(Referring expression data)
-*-*-

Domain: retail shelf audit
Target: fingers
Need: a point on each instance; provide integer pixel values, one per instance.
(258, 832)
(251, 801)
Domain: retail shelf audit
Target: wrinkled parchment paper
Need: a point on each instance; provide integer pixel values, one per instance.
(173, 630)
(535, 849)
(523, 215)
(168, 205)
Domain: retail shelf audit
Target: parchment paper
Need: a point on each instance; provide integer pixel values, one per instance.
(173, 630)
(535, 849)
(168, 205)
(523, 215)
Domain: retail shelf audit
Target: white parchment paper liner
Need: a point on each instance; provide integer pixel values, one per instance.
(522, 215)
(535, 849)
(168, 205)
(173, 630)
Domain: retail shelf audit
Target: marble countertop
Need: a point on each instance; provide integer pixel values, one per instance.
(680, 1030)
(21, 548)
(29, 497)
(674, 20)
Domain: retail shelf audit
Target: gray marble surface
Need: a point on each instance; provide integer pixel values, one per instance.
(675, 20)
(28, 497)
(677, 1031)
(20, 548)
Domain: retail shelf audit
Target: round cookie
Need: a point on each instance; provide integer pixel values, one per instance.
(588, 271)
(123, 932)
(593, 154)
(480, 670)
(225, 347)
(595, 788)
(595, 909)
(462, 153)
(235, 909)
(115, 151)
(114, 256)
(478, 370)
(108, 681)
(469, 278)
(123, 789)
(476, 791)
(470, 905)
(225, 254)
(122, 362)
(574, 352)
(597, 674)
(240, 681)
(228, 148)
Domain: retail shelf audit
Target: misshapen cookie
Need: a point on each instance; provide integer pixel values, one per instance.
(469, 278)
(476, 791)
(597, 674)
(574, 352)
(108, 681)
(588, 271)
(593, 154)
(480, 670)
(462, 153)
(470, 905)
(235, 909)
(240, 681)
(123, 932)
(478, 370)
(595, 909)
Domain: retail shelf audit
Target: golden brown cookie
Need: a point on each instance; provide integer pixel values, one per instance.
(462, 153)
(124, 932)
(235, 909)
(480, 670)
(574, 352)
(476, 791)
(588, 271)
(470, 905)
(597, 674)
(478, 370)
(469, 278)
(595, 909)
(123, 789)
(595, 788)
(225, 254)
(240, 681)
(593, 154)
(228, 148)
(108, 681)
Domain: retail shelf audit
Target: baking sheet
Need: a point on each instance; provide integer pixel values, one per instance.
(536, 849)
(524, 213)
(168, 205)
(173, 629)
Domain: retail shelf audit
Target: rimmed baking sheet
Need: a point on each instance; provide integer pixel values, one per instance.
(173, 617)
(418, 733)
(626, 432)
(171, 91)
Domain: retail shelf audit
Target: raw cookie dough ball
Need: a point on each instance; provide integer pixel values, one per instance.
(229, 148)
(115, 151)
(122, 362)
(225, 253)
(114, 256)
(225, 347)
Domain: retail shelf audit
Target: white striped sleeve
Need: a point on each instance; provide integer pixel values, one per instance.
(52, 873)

-*-*-

### Task item
Could you please copy the lines above exactly, beginning at the first and ending at the line that contains "Target: gray marble surface"?

### Answer to this problem
Domain: retail shelf audit
Target: fingers
Need: a point on each instance; provide integer pixel values, one per instance.
(258, 832)
(251, 801)
Domain: retail shelf audit
Target: wrinkled parchment paper
Need: a point on each instance; provide integer pixel values, one per instance.
(173, 630)
(535, 849)
(523, 215)
(168, 205)
Domain: retail shelf audit
Target: parchment paper
Need: a point on each instance; provide integer pixel values, one per instance.
(173, 630)
(535, 849)
(168, 205)
(523, 215)
Domain: retail shelf audit
Target: white parchment paper liner
Need: a point on each instance; provide integer pixel values, one per instance.
(522, 215)
(535, 849)
(168, 205)
(173, 630)
Domain: retail shelf audit
Target: marble countertop
Need: a point on each instance; provide integer pixel values, one per instance.
(680, 1030)
(21, 548)
(29, 497)
(674, 20)
Domain: retail shelf audit
Target: gray marble surface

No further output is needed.